**What is expected**
Reproduce the material below word for word, leaving the pictures out of your answer.

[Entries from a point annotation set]

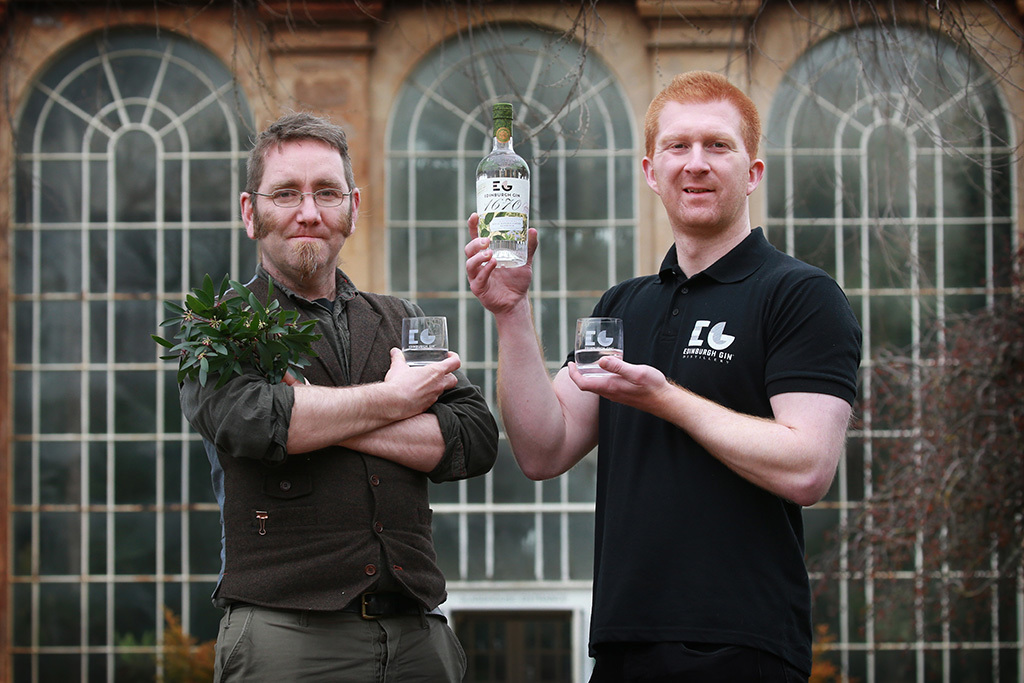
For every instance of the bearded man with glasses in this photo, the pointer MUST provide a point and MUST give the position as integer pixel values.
(328, 564)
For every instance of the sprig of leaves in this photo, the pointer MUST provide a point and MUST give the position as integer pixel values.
(221, 332)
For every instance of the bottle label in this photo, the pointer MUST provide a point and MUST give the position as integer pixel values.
(503, 205)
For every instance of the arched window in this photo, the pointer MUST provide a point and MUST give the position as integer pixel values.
(889, 159)
(573, 126)
(129, 163)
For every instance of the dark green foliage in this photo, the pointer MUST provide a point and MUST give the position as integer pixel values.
(222, 331)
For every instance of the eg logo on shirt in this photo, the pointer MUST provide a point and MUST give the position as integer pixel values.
(717, 338)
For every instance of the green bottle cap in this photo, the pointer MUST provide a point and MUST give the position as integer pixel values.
(503, 111)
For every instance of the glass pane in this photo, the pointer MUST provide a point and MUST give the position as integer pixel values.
(59, 473)
(135, 164)
(59, 543)
(60, 252)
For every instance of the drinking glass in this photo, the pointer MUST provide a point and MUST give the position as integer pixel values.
(597, 337)
(424, 340)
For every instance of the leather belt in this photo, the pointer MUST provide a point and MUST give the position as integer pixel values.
(377, 605)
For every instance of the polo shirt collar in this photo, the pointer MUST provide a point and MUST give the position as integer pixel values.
(738, 264)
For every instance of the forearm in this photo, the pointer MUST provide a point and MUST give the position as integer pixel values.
(415, 442)
(544, 435)
(325, 416)
(794, 456)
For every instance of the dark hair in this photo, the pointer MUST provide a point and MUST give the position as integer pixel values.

**Output**
For every instance of the bearded man with glasses in this photo, the pointer MUST provide a point and MUST give the position as integer pixel values.
(328, 564)
For every instance of the sprig of leaves in this photo, the pointer MUST provide a point and MUST give the position as integer pixel values.
(221, 332)
For every instance of the bottle label in this photo, the pointer MUST provide a point and MUST give the position as integer pixel values.
(503, 205)
For every instance of the arched window in this photo, the pointer MUST provide a point and MUST give the position as integer pixel values.
(889, 159)
(573, 126)
(129, 163)
For every instance of the dark green foliage in this photo, the pointer MUST provide a point and MUST give the position as integer pixel values.
(222, 331)
For every instance of the eg logo on shirt in this photo, the pointer MUST provide a point and MUST give the position as integer pixel values.
(717, 338)
For every instance of the green bottle cap in this photo, the pointer MUST provide a point and MUST give the position as integer pixel values.
(503, 111)
For every instance of the glass pane in this photo, the pointer MUST provide a point and MUST give the position as integer pixel values.
(59, 473)
(135, 164)
(59, 543)
(60, 252)
For every instance of the drinking glass in this photo, the pointer MUST provide a point and MUST give the position as integer pixel values.
(597, 337)
(424, 340)
For every instance of the leather belt in this photo, the pointer MUST provide a point and MUST give the position as integer pixel values.
(377, 605)
For every instance of the polo shirt collar in this photo, the pointer MUST provide a point and MUST give the position as integer pixel values.
(738, 264)
For every instance of the forearm in this photo, the pointer MUST provide a point and MUST give the position as integer pixel values.
(415, 442)
(544, 435)
(325, 416)
(794, 456)
For every instance of the dark hair in this photo, the pointer MUST provide a point and MUST give the position as integer pixel values.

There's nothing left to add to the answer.